# What is asked
Format the lines of the records from the one containing "identify the small" through the one containing "[[275, 190], [89, 133], [78, 282]]" as a Markdown table with the columns Row and Line. Number each line in order and omit any blank lines.
#####
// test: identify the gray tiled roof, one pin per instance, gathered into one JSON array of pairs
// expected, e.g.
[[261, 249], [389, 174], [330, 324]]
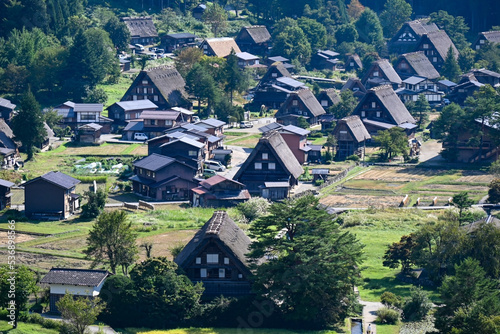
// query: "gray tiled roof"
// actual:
[[154, 162], [83, 277]]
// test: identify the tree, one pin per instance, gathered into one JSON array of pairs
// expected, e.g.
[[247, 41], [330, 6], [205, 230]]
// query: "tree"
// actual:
[[422, 109], [355, 9], [24, 282], [369, 28], [417, 306], [216, 17], [113, 239], [95, 203], [346, 106], [494, 191], [450, 69], [313, 264], [235, 79], [315, 32], [27, 124], [393, 142], [400, 253], [468, 292], [79, 311], [462, 202]]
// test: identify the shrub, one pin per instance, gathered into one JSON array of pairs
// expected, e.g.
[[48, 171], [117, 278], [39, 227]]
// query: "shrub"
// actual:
[[389, 299], [387, 316]]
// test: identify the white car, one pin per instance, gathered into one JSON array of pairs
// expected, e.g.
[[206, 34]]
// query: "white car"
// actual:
[[140, 136]]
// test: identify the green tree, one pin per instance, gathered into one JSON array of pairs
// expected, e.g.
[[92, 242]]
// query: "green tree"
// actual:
[[469, 291], [235, 78], [494, 191], [369, 28], [315, 32], [400, 253], [393, 142], [27, 124], [396, 12], [18, 286], [216, 17], [118, 32], [346, 106], [450, 69], [79, 311], [313, 264], [112, 239], [422, 109], [95, 203]]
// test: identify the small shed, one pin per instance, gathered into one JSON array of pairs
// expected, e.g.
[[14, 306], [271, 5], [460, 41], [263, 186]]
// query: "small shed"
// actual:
[[275, 190], [89, 133], [78, 282]]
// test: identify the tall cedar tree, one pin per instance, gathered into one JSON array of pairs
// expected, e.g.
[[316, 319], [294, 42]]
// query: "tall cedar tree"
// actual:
[[27, 124], [451, 70], [312, 265], [113, 239], [396, 12], [235, 78]]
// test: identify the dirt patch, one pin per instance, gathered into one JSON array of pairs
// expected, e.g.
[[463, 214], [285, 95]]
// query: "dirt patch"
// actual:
[[399, 174], [45, 262], [19, 238], [361, 201], [162, 243]]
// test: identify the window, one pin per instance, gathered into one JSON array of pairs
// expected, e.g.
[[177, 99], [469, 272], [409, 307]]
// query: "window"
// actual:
[[212, 258]]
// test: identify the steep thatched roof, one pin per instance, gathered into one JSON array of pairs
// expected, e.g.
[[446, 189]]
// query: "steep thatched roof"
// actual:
[[281, 151], [140, 26], [219, 228], [419, 62], [258, 34]]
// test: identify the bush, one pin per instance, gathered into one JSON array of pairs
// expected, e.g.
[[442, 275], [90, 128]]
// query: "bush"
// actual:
[[389, 299], [387, 316]]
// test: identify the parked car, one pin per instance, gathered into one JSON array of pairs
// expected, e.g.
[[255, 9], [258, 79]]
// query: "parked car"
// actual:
[[246, 124], [215, 165], [209, 173], [140, 136]]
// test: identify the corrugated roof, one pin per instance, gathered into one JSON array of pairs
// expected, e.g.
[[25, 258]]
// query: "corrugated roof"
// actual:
[[140, 26], [82, 277], [154, 162], [420, 64], [136, 105]]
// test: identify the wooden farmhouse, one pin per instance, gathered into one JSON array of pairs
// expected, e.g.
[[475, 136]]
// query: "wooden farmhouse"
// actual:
[[215, 256], [77, 282], [351, 136], [163, 178], [51, 196], [270, 161], [163, 86]]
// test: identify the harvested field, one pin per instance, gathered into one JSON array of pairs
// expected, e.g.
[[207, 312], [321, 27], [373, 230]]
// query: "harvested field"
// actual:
[[19, 238], [44, 262], [399, 174], [361, 201], [162, 243]]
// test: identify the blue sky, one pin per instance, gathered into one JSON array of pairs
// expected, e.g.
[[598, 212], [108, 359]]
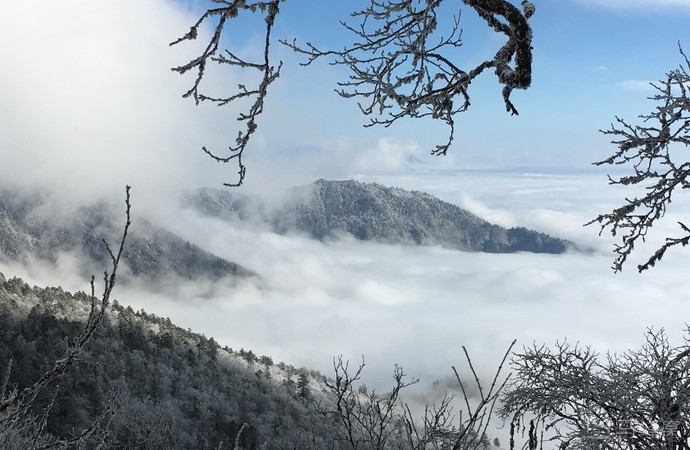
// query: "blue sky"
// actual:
[[592, 60], [89, 104]]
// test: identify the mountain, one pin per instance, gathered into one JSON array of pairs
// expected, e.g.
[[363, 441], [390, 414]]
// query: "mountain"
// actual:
[[31, 226], [176, 389], [140, 382], [374, 212]]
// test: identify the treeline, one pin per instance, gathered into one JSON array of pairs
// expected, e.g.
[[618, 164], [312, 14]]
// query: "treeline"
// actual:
[[175, 388]]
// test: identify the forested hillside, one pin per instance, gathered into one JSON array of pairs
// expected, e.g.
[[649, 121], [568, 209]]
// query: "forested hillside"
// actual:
[[143, 383], [177, 389], [31, 228]]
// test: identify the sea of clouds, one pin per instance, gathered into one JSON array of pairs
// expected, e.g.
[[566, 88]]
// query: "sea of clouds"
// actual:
[[90, 104]]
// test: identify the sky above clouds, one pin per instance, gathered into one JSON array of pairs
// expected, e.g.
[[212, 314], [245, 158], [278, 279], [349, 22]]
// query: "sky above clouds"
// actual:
[[89, 104]]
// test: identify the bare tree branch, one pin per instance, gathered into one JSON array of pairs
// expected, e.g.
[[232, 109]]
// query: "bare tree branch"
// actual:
[[269, 73], [656, 151], [637, 400], [400, 64], [16, 403]]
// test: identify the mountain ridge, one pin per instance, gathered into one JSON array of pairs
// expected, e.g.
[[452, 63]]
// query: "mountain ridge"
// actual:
[[371, 211], [31, 227]]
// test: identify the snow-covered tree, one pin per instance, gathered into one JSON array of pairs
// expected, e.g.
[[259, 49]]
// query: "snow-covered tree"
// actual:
[[402, 61]]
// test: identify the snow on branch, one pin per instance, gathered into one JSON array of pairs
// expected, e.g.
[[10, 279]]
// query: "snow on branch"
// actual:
[[656, 152]]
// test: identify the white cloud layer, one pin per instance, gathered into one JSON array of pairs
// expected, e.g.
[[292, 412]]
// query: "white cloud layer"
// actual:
[[89, 104], [418, 306]]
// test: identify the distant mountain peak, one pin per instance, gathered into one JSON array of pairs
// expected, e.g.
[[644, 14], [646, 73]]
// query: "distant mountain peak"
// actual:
[[372, 211]]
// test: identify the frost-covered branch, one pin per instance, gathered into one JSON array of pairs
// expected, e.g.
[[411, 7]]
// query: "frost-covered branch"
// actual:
[[657, 153], [16, 403], [401, 65], [580, 399], [269, 73]]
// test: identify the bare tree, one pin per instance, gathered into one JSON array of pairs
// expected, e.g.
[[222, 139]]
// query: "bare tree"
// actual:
[[579, 399], [373, 421], [401, 64], [656, 151], [16, 417]]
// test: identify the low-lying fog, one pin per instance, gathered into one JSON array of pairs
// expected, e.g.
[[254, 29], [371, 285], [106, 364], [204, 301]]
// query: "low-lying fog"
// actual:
[[416, 306]]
#####
# Task output
| Row | Line |
|---|---|
| 1 | // test: identify the small shed, one pin per instance, gathered into one JSON array of pairs |
| 2 | // expected, e.g. |
| 3 | [[14, 306], [271, 5], [460, 41], [263, 186]] |
| 4 | // query: "small shed" |
| 5 | // actual: |
| 6 | [[275, 190], [89, 133], [78, 282]] |